Work instructions — Put every line of the records below into a numbered list, skipping blank lines and leaving the pictures out of your answer.

Contour labeling items —
● ● ● ●
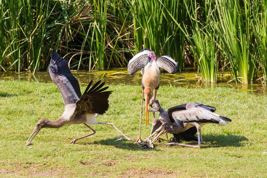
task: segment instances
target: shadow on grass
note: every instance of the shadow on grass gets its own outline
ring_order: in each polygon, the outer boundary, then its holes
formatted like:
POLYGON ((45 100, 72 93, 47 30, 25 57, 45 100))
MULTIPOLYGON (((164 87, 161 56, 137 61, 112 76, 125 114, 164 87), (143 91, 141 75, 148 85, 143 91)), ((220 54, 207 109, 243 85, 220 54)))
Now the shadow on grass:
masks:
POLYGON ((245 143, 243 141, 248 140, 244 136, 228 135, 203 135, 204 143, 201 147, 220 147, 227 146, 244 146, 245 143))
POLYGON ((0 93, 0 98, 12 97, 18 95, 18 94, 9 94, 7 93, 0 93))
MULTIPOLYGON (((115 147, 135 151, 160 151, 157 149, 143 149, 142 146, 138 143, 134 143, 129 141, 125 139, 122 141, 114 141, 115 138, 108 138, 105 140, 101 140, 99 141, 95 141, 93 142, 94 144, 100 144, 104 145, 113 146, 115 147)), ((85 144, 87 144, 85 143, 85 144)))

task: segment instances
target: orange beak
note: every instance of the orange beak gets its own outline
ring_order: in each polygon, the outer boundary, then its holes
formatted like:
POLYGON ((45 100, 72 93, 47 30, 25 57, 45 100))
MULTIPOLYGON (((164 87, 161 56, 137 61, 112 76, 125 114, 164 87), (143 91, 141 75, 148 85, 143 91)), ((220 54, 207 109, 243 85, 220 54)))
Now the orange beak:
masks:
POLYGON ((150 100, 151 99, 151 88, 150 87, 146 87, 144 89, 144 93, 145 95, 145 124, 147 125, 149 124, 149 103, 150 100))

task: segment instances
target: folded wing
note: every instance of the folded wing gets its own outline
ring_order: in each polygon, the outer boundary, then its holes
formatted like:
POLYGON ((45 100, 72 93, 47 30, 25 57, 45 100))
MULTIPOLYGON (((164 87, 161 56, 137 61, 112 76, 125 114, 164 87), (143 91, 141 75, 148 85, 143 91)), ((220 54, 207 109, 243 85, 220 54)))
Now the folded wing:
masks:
● ● ● ●
Task solution —
1. task: segment instances
2. target: shadow on grass
3. note: every instance of the shadow on grass gets its own outline
4. ring_order: in each polygon, the outer boundary, then its holes
5. formatted like:
6. POLYGON ((45 100, 72 93, 47 30, 25 57, 45 100))
7. MULTIPOLYGON (((164 87, 161 56, 137 61, 112 76, 125 114, 164 87), (143 91, 141 75, 148 85, 143 91)), ((220 54, 207 109, 243 85, 220 54)))
8. Now the shadow on grass:
9. masks:
10. POLYGON ((245 143, 243 141, 248 140, 244 136, 228 135, 203 135, 204 143, 201 147, 220 147, 227 146, 244 146, 245 143))
11. POLYGON ((0 93, 0 98, 12 97, 18 95, 18 94, 9 94, 7 93, 0 93))
12. MULTIPOLYGON (((115 147, 135 151, 160 151, 157 149, 143 149, 142 146, 138 143, 134 143, 129 141, 125 139, 122 141, 114 141, 115 138, 108 138, 105 140, 101 140, 99 141, 95 141, 93 142, 94 144, 100 144, 104 145, 113 146, 115 147)), ((85 144, 87 144, 85 143, 85 144)))
13. task: segment instances
14. target: orange beak
15. note: every instance of the orange beak gets its own outline
16. ring_order: in each polygon, the outer boundary, then its holes
17. formatted like:
18. POLYGON ((45 100, 72 93, 47 30, 25 57, 45 100))
19. MULTIPOLYGON (((164 87, 161 56, 137 61, 112 76, 125 114, 164 87), (143 91, 141 75, 148 85, 143 91)), ((220 54, 207 109, 243 85, 220 54)))
20. Now the orange beak:
21. masks:
22. POLYGON ((150 100, 151 99, 151 88, 150 87, 146 87, 144 89, 144 93, 145 95, 145 124, 147 125, 149 124, 149 103, 150 100))
23. task: segment instances
24. target: folded wing
25. note: every instance of the folded wing gets its own outline
26. ring_order: in each polygon, the outer boundary, then its holes
27. formatted like:
28. POLYGON ((45 100, 72 93, 47 30, 25 57, 45 100))
29. MULTIPOLYGON (((164 87, 161 56, 137 61, 112 76, 125 114, 164 87), (143 91, 141 75, 148 85, 143 91)), ((220 54, 207 109, 243 85, 220 54)))
30. Now the folded wing:
31. masks:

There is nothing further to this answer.